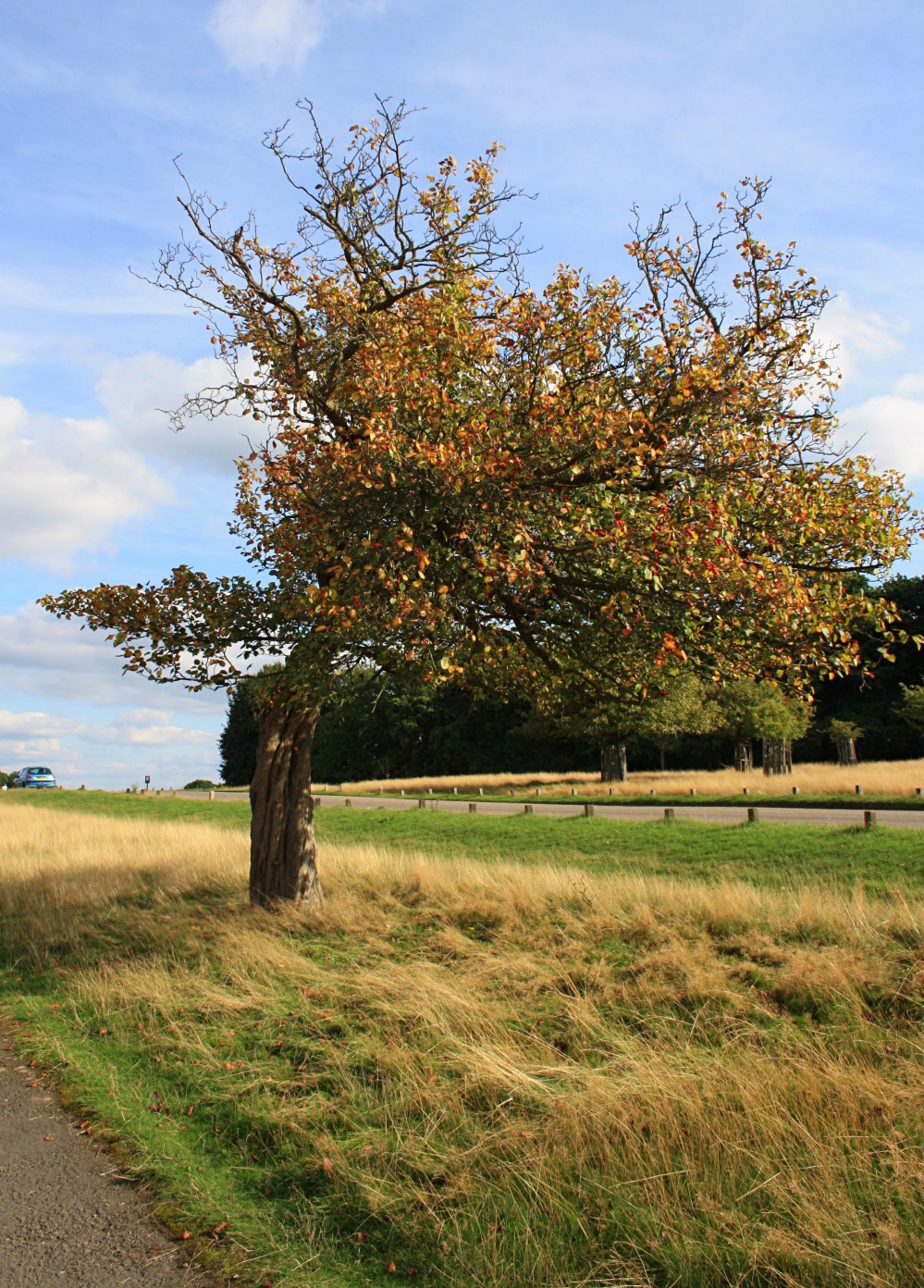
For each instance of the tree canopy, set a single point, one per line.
(573, 493)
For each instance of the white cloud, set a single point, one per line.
(65, 485)
(891, 429)
(860, 337)
(138, 391)
(58, 663)
(265, 35)
(135, 743)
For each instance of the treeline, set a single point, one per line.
(380, 728)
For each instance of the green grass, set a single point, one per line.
(480, 1074)
(769, 854)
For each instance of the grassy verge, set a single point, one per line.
(883, 860)
(480, 1073)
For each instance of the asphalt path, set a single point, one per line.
(68, 1218)
(636, 813)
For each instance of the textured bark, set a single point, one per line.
(282, 850)
(612, 764)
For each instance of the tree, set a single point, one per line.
(844, 735)
(779, 720)
(684, 707)
(381, 296)
(735, 719)
(911, 709)
(575, 496)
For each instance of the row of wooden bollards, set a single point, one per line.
(753, 814)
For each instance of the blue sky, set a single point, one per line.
(598, 105)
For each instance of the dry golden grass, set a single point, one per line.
(878, 778)
(513, 1076)
(55, 861)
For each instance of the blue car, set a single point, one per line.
(35, 777)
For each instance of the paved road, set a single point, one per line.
(65, 1218)
(638, 813)
(642, 813)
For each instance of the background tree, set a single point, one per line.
(683, 709)
(735, 703)
(779, 720)
(911, 709)
(844, 735)
(566, 496)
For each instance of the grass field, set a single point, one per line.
(839, 857)
(519, 1051)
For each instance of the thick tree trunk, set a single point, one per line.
(282, 850)
(612, 764)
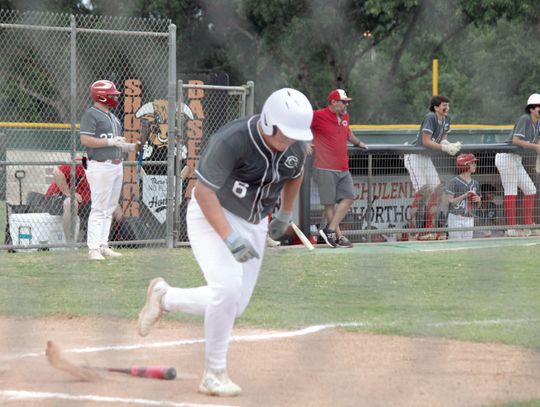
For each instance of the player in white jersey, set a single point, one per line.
(248, 164)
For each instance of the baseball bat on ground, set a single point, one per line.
(92, 373)
(302, 237)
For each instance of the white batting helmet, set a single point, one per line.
(534, 99)
(290, 111)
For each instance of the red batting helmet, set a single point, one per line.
(101, 91)
(464, 160)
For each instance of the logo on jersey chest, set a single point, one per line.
(291, 162)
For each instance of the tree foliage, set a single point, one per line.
(381, 51)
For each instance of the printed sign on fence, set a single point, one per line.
(155, 195)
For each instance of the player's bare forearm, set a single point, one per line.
(429, 143)
(289, 192)
(60, 180)
(212, 209)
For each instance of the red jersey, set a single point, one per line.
(81, 184)
(330, 135)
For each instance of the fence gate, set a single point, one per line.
(202, 110)
(48, 64)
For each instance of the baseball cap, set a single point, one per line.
(338, 94)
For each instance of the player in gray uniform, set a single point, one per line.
(101, 134)
(433, 134)
(513, 174)
(463, 198)
(248, 164)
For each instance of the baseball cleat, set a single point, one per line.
(106, 251)
(217, 383)
(153, 309)
(344, 242)
(329, 237)
(95, 254)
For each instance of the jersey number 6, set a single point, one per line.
(240, 189)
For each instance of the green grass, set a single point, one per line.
(395, 292)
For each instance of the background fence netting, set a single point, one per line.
(48, 63)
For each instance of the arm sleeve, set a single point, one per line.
(88, 124)
(216, 163)
(520, 130)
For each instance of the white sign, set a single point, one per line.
(391, 196)
(155, 195)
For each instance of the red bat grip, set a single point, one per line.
(156, 372)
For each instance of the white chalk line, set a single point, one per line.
(279, 335)
(26, 395)
(13, 395)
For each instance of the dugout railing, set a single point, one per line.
(382, 210)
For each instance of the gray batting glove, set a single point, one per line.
(240, 247)
(279, 224)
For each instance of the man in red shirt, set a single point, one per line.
(331, 132)
(58, 200)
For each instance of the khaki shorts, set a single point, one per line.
(334, 185)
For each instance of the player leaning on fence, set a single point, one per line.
(462, 194)
(433, 134)
(101, 134)
(513, 174)
(247, 165)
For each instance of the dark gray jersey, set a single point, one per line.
(525, 129)
(100, 124)
(245, 174)
(431, 125)
(458, 186)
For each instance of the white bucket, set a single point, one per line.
(37, 228)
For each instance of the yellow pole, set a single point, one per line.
(435, 79)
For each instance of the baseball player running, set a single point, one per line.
(513, 175)
(101, 134)
(462, 194)
(243, 171)
(433, 134)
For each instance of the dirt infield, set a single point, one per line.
(327, 368)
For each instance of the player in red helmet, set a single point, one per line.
(462, 196)
(101, 135)
(105, 92)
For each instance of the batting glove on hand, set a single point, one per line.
(240, 247)
(127, 147)
(451, 148)
(279, 224)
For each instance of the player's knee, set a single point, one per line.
(227, 296)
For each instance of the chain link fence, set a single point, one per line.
(206, 108)
(49, 62)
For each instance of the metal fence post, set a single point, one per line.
(172, 172)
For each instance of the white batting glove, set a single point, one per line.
(116, 141)
(451, 148)
(127, 147)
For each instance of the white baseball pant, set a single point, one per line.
(513, 174)
(229, 286)
(458, 221)
(105, 180)
(421, 171)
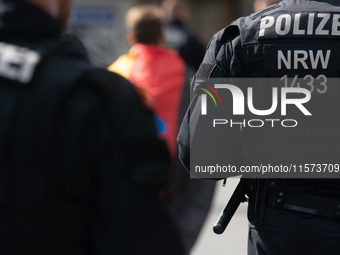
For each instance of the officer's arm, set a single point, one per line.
(200, 143)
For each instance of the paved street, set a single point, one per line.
(234, 240)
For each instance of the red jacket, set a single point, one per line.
(160, 73)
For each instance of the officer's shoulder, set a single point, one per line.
(222, 36)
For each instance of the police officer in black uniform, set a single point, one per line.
(81, 165)
(295, 39)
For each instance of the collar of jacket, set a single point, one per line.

**Task**
Reproduce the material word for word, minus the images.

**Correct answer**
For each instance of the tree canopy, set a single point, one per line.
(573, 493)
For each instance of the white cloud, set a single point, one per line.
(65, 485)
(891, 429)
(860, 337)
(138, 391)
(58, 663)
(265, 35)
(135, 743)
For each instance of the treeline, set a single point, one per line.
(380, 728)
For each instance of the green grass, set a single point, one per line.
(480, 1074)
(769, 854)
For each instance of the grassy verge, set a single point, one per line.
(883, 860)
(480, 1073)
For each instance of the asphalt path, set a single point, one per line.
(68, 1218)
(636, 813)
For each instance of the textured bark, set a single point, one per line.
(282, 850)
(612, 764)
For each instance of the tree, set a single point, one per line.
(844, 735)
(779, 720)
(684, 707)
(381, 296)
(735, 719)
(911, 709)
(575, 496)
For each instance of the row of wooden bollards, set a single point, one per line.
(753, 814)
For each instance of the blue sky, set a single point, one per line.
(598, 105)
For each instance of the dry golden grass, set a single point, one per line.
(878, 778)
(513, 1076)
(55, 861)
For each instance of the blue car, set a single point, one per line.
(35, 777)
For each instance of the paved road, set a single point, one per line.
(65, 1218)
(638, 813)
(642, 813)
For each instance of the background tree, set a single point, one per line.
(683, 709)
(735, 703)
(779, 720)
(911, 709)
(844, 735)
(566, 496)
For each instance of the grass field, set a single point, one per line.
(839, 857)
(519, 1051)
For each instance of the thick tree trunk, set a single point, one per line.
(282, 850)
(612, 764)
For each instance of the player in white jersey, set a single point, one per line.
(248, 164)
For each instance of the baseball bat on ground, set a single point, one per line.
(92, 373)
(302, 237)
For each instance of the white batting helmet, set a single point, one per line.
(534, 99)
(290, 111)
For each instance of the red batting helmet, set a single point, one per line.
(101, 91)
(464, 160)
For each instance of the logo on jersey chest, set a single point, one per line.
(291, 162)
For each instance of the tree foliage, set a single point, one per line.
(381, 51)
For each instance of the printed sign on fence, set a single point, one per line.
(155, 195)
For each instance of the player's bare forearm, set a single point, one per line.
(429, 143)
(289, 192)
(60, 180)
(212, 209)
For each instance of the red jersey, set a single point, one per line.
(81, 184)
(330, 135)
For each instance of the fence gate, set a single point, one per line.
(202, 110)
(48, 64)
For each instance of the baseball cap, set a single point, one per line.
(338, 94)
For each instance of the player in gray uniform, set a single point, one per line.
(101, 134)
(433, 134)
(513, 174)
(463, 198)
(248, 164)
For each instance of the baseball cleat, set a single point, one per line.
(106, 251)
(217, 383)
(153, 309)
(344, 242)
(329, 237)
(95, 254)
For each instance of the jersey number 6, set a single point, one per line.
(240, 189)
For each instance of the green grass, set a single point, one per line.
(395, 292)
For each instance of the background fence netting, set a single point, one per line.
(48, 63)
For each instance of the arm sleeve, set a single point, one per line.
(88, 124)
(216, 163)
(520, 130)
For each instance of the white sign, set a single point, one per line.
(391, 196)
(155, 195)
For each instance of the red bat grip, set a single point, one per line.
(156, 372)
For each instance of the white chalk line, set a single point, one per line.
(279, 335)
(26, 395)
(13, 395)
For each instance of the dugout railing, set a single point, one per line.
(382, 210)
For each instance of the gray batting glove, set a single point, one per line.
(240, 247)
(279, 224)
For each instance of the man in red shirt, set a single point, one per line.
(331, 132)
(58, 200)
For each instance of the khaki shorts, set a single point, one per line.
(334, 185)
For each instance of the player leaning on fence, set a single point, one per line.
(462, 194)
(433, 134)
(101, 134)
(513, 174)
(247, 165)
For each instance of the dark gray jersey, set a single point, one per line.
(525, 129)
(100, 124)
(245, 174)
(431, 125)
(458, 186)
For each instance of the white bucket, set a single point, one per line.
(37, 228)
For each instance of the yellow pole, set a single point, one per line.
(435, 79)
For each instance of the baseball player running, set a single point, one per line.
(513, 175)
(101, 134)
(462, 194)
(243, 171)
(433, 134)
For each instance of the dirt infield, set a single point, one per line.
(327, 368)
For each instance of the player in red helmet, set a single point, one per line.
(462, 196)
(101, 135)
(105, 92)
For each instance of the batting glove on hand, set a single point, one per line.
(240, 247)
(127, 147)
(451, 148)
(279, 224)
For each instance of the player's knee, set a single point, one per line.
(227, 296)
For each instance of the chain link fence, set a single point, one per line.
(206, 108)
(49, 62)
For each instance of the metal fence post, set a single point, one per line.
(172, 172)
For each instance of the white batting glove, set a single point, one per line.
(116, 141)
(451, 148)
(127, 147)
For each instance of the white baseball pant, set a single point, one per line.
(513, 174)
(229, 286)
(458, 221)
(105, 180)
(421, 171)
For each instance of the officer's arm, set a single point, one per line.
(200, 143)
For each instance of the paved street, set a single point, one per line.
(234, 240)
For each instance of the red jacket, set a single point, one per line.
(160, 73)
For each instance of the officer's shoulder, set a single point, one per line.
(222, 36)
For each instance of the police officer in black uniform, set a single point, one per line.
(81, 165)
(295, 39)
For each instance of the collar of jacket, set a single point, one per line.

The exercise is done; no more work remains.